# Start of Excerpted data
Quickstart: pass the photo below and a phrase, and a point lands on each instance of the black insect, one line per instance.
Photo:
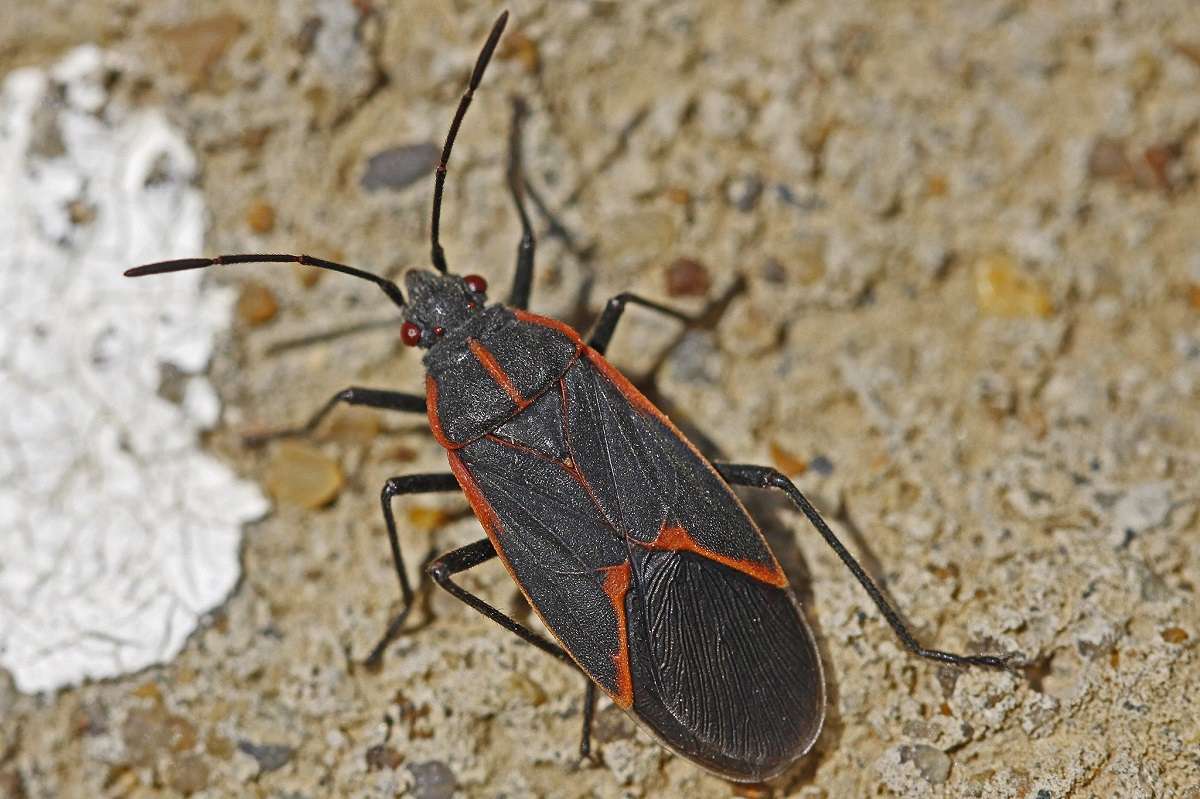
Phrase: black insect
(628, 542)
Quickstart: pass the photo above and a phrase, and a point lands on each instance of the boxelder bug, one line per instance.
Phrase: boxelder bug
(630, 545)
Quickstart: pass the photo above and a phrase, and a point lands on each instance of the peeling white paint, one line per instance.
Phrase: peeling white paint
(117, 532)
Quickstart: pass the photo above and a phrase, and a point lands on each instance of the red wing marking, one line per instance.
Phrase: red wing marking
(431, 409)
(676, 539)
(616, 586)
(496, 371)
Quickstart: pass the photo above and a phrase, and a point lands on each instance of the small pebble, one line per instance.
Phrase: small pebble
(256, 304)
(219, 746)
(261, 216)
(822, 466)
(933, 763)
(432, 780)
(744, 192)
(399, 167)
(787, 462)
(196, 47)
(300, 474)
(187, 774)
(678, 196)
(1108, 160)
(426, 520)
(353, 426)
(382, 756)
(270, 757)
(687, 277)
(1175, 635)
(144, 733)
(1001, 290)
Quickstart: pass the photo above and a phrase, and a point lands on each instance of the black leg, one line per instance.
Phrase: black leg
(766, 478)
(604, 328)
(412, 403)
(468, 557)
(522, 280)
(411, 484)
(589, 708)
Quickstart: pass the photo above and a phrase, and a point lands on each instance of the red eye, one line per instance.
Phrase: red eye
(411, 334)
(475, 283)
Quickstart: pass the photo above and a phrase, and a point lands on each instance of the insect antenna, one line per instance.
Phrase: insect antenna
(485, 55)
(183, 264)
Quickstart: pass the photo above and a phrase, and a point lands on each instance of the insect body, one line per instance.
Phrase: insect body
(630, 545)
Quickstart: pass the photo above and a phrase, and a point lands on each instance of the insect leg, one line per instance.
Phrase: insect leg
(411, 484)
(589, 708)
(757, 476)
(413, 403)
(604, 328)
(468, 557)
(522, 278)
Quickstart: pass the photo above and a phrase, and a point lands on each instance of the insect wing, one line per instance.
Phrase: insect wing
(648, 570)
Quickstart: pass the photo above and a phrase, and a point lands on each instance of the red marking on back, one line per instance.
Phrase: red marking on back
(431, 409)
(616, 581)
(676, 539)
(496, 371)
(616, 586)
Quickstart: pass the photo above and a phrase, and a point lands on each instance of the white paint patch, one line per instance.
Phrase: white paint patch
(117, 532)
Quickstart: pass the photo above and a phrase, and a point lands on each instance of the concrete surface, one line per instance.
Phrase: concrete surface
(969, 301)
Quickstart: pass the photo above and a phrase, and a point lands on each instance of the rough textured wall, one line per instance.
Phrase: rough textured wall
(953, 268)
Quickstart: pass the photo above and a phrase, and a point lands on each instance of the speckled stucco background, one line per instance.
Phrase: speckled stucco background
(952, 262)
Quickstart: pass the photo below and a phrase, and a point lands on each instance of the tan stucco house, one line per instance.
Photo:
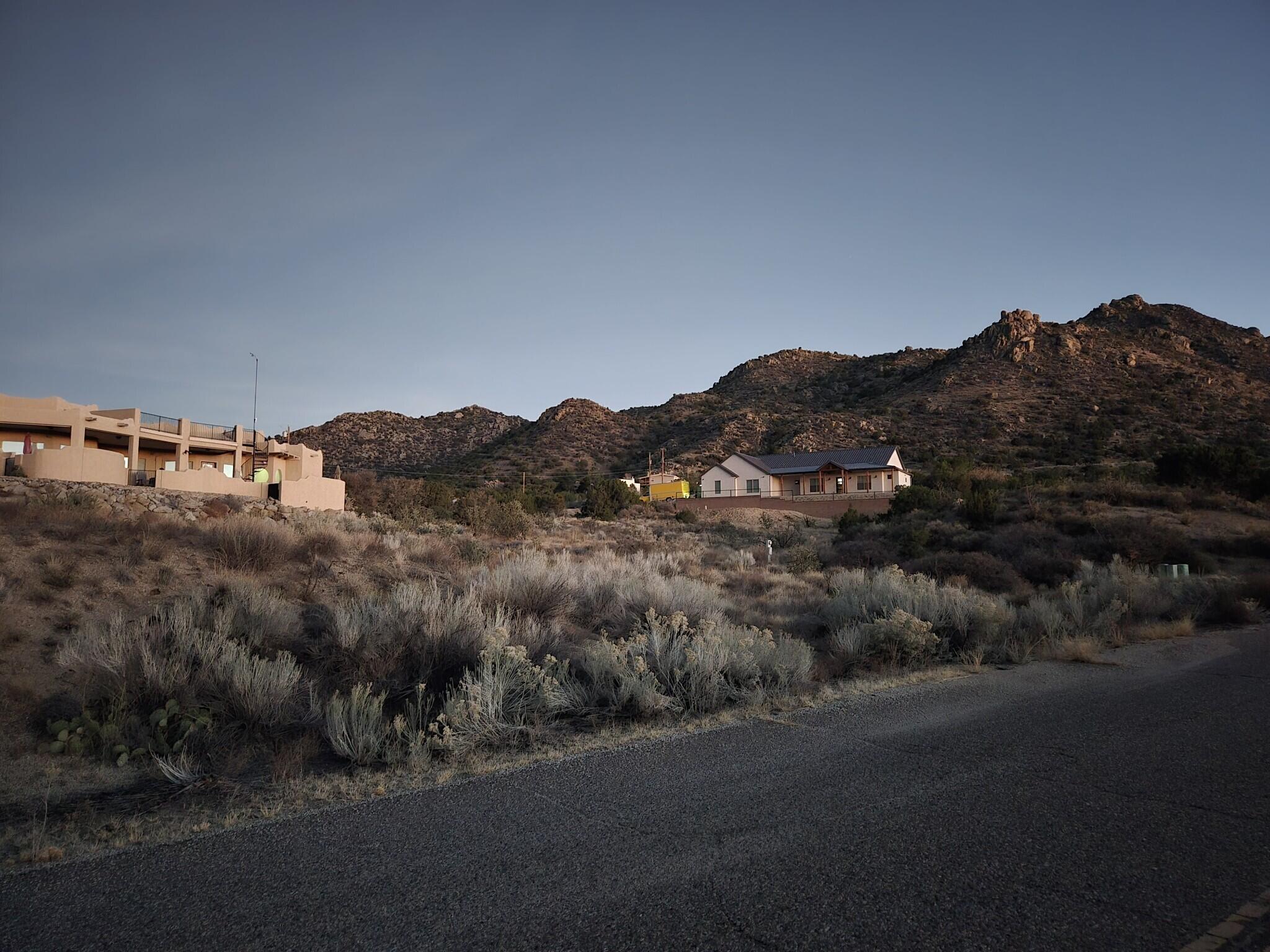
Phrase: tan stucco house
(56, 439)
(874, 472)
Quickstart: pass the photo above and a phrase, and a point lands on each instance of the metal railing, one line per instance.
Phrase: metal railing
(161, 425)
(211, 431)
(704, 493)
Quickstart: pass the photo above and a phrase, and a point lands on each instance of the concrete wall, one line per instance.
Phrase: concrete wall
(828, 508)
(313, 493)
(75, 464)
(208, 480)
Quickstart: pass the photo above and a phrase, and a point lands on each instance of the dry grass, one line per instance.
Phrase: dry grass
(310, 640)
(1156, 631)
(247, 542)
(1077, 648)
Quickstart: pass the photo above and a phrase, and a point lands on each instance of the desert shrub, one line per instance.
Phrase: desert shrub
(247, 542)
(912, 498)
(58, 573)
(897, 639)
(614, 592)
(471, 551)
(1255, 587)
(710, 666)
(913, 540)
(502, 700)
(414, 633)
(407, 500)
(248, 612)
(140, 666)
(322, 544)
(980, 569)
(610, 678)
(864, 553)
(803, 560)
(508, 519)
(355, 725)
(258, 692)
(981, 505)
(850, 523)
(786, 535)
(605, 498)
(962, 616)
(1037, 551)
(527, 583)
(1232, 465)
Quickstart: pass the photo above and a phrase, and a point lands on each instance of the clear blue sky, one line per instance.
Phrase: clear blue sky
(422, 206)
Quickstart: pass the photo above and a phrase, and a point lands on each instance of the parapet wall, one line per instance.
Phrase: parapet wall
(138, 500)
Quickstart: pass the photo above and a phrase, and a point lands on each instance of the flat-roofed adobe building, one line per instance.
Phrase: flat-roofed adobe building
(838, 477)
(56, 439)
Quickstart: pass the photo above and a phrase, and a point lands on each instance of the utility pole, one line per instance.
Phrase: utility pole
(255, 391)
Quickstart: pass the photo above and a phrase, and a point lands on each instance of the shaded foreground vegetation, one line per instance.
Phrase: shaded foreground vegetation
(269, 651)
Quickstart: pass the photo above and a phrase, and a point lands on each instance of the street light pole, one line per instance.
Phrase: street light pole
(255, 390)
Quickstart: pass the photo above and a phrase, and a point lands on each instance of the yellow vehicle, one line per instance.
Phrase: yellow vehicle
(678, 489)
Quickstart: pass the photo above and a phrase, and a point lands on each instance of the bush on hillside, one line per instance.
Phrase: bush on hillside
(606, 499)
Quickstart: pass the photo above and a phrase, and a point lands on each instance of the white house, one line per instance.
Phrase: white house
(870, 472)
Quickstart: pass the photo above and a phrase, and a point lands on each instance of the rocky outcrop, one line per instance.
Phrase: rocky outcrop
(1018, 391)
(1014, 335)
(394, 442)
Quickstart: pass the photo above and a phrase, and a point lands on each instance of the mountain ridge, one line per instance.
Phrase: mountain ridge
(1119, 382)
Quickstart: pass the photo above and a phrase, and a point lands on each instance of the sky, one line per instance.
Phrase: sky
(424, 206)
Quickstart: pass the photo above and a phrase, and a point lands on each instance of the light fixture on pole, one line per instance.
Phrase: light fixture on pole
(255, 390)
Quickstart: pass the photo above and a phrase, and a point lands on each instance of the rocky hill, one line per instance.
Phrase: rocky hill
(388, 441)
(1118, 384)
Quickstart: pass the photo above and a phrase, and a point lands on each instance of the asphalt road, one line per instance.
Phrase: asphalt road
(1052, 806)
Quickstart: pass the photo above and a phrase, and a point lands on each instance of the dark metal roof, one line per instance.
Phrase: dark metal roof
(780, 464)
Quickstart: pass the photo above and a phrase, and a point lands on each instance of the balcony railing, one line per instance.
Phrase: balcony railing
(161, 425)
(211, 431)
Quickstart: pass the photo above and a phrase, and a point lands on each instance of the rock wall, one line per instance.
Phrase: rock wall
(131, 501)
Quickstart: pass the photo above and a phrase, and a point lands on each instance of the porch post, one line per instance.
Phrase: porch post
(183, 450)
(238, 451)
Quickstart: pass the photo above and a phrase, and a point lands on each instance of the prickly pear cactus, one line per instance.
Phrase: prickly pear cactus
(168, 731)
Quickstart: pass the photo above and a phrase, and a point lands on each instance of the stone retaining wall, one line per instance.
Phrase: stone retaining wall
(136, 500)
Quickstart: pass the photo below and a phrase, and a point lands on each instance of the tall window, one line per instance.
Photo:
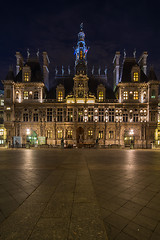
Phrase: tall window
(135, 117)
(70, 114)
(125, 117)
(111, 135)
(49, 114)
(100, 96)
(26, 77)
(25, 95)
(60, 96)
(25, 117)
(35, 117)
(8, 93)
(90, 114)
(125, 95)
(90, 133)
(135, 77)
(49, 134)
(135, 95)
(59, 114)
(111, 114)
(153, 95)
(100, 135)
(80, 114)
(101, 114)
(36, 95)
(69, 134)
(59, 134)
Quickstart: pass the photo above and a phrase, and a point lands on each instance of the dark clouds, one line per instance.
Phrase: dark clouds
(53, 26)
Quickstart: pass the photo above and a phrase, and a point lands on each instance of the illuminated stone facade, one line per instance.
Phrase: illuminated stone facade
(80, 117)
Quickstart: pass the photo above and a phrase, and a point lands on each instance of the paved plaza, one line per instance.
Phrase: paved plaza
(79, 194)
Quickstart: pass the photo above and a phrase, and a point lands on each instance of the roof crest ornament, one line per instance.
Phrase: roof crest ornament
(134, 53)
(81, 26)
(125, 53)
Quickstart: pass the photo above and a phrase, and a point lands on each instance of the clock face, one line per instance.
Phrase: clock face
(80, 94)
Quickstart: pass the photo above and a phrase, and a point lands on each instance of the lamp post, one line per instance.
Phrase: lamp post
(131, 133)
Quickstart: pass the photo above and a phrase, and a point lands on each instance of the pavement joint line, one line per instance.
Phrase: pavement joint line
(45, 206)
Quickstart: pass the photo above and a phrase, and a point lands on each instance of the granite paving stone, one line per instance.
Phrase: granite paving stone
(80, 194)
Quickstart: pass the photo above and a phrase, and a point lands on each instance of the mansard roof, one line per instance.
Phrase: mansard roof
(36, 73)
(152, 75)
(128, 64)
(10, 75)
(68, 83)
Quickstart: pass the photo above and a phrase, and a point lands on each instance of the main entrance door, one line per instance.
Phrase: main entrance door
(80, 137)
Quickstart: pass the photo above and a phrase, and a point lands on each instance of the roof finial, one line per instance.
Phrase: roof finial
(37, 53)
(134, 53)
(124, 53)
(81, 26)
(28, 53)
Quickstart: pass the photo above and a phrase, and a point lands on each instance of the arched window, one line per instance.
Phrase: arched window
(60, 96)
(26, 77)
(36, 95)
(153, 94)
(100, 96)
(135, 76)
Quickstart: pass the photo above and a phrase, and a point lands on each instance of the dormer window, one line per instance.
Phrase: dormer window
(135, 76)
(125, 95)
(60, 96)
(101, 96)
(26, 77)
(135, 95)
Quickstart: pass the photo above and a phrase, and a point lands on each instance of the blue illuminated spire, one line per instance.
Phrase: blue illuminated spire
(81, 49)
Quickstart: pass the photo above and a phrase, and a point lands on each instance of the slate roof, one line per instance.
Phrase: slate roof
(68, 83)
(152, 75)
(10, 75)
(36, 73)
(127, 68)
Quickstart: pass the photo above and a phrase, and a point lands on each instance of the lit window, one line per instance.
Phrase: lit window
(26, 77)
(100, 96)
(153, 95)
(2, 102)
(90, 133)
(100, 135)
(1, 132)
(49, 134)
(60, 96)
(80, 54)
(35, 117)
(125, 95)
(110, 134)
(25, 95)
(8, 93)
(36, 95)
(69, 134)
(59, 134)
(135, 95)
(135, 77)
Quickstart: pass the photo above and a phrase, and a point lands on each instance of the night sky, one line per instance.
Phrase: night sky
(53, 26)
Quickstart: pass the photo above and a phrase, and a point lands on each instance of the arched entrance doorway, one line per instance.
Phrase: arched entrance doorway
(80, 137)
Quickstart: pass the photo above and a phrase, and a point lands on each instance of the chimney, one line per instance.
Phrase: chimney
(20, 62)
(116, 69)
(46, 63)
(143, 62)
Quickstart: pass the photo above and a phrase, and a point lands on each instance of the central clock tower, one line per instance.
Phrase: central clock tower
(81, 79)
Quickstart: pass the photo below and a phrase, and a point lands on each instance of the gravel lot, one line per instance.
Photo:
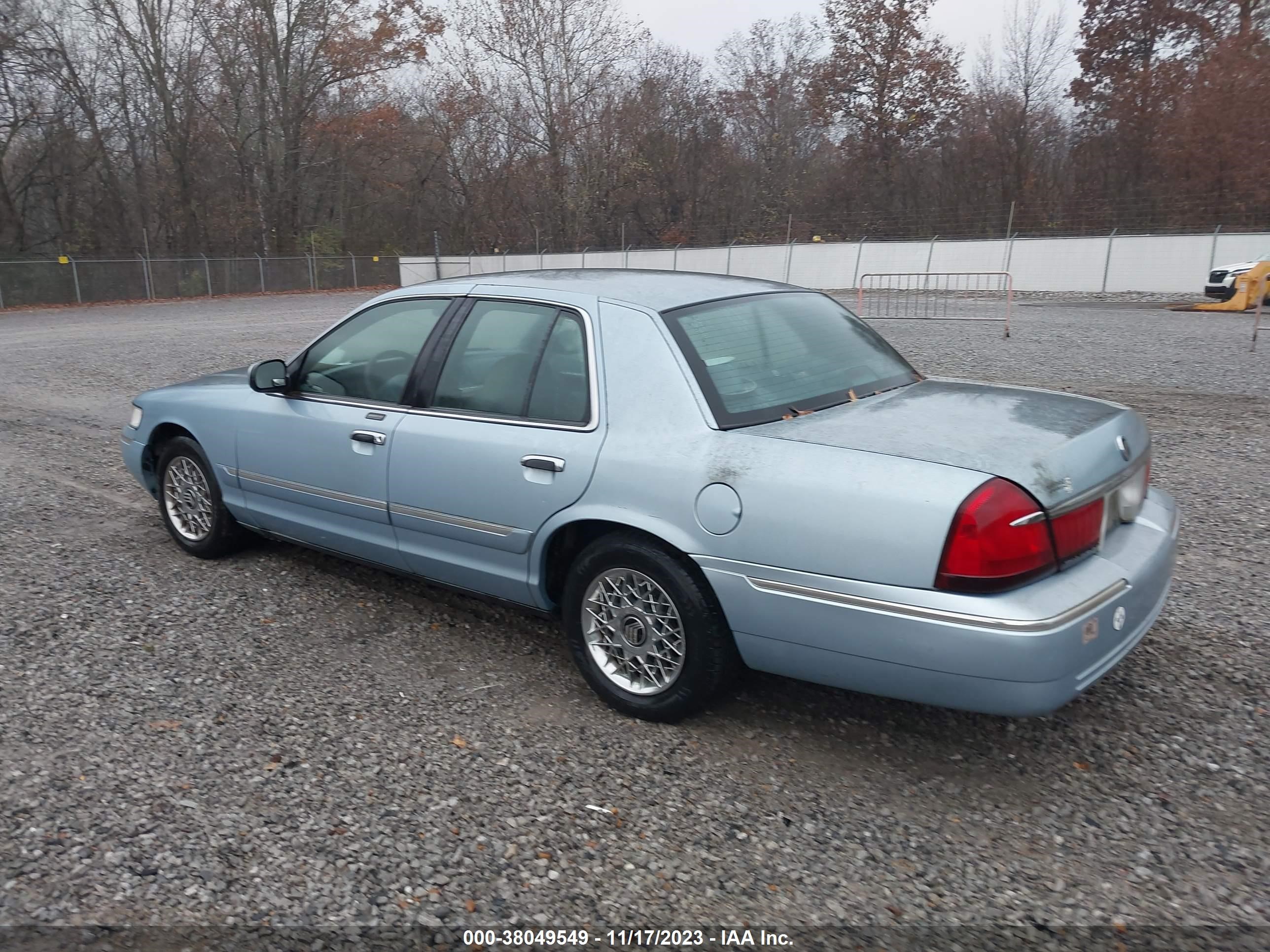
# End of Excerpted data
> _Aim of the task_
Rewrite the records, starting with the line that contains "vegetation, one line per instance." and going on through the line that contains "(1118, 384)". Replace "rocky" with "stony" and leave everything else unchanged.

> _Task solution_
Quickstart: pass the photo above and a phrase, and a point lands on each instance of the shaded foreground vegetation, one line per instance.
Phrase: shaded foreground vegetation
(269, 651)
Quickstart: pass the photo above and a phrase, and a point lands on each instance of the street light pole, one line per instance.
Phrase: street light pole
(255, 390)
Quickstart: pass the photo above and a phrase, and a point lands on each instance of the yellow vehicle, one line per instance.
Phrase: yellow vehicle
(678, 489)
Quickstart: pass the photo above and a phrase, and a point lands on each instance of the bush on hillside, one line per instance.
Phrase: bush on hillside
(606, 499)
Quickstart: pass the photo above and a phrase, and a point lands on each instance of the white house, one line per instance.
Phrase: white house
(870, 472)
Quickstart: pass the photo above and a phrase, and a point lands on each instance of the stony outcrop, one line per instance.
Phrase: stony outcrop
(1018, 391)
(1014, 335)
(394, 442)
Quickstart: pass the photo above and a phrase, and a point lands on each instance of the mountain ridge, one line per instance.
Phrase: mountain ridge
(1119, 382)
Quickstart: pass the photo above and a phrase, and a point lands on each instance of the sky, one line per instance.
Phrase: sky
(424, 206)
Quickstart: pass the photo above and a phrase, and a point lands on each instance of the light fixture on pole, one line per instance.
Phrase: light fixture on pole
(255, 390)
Quickstart: pass the photo above and a phrase, and a point lands on each instance of the stony hill, one line per instance.
Phrase: stony hill
(388, 441)
(1118, 384)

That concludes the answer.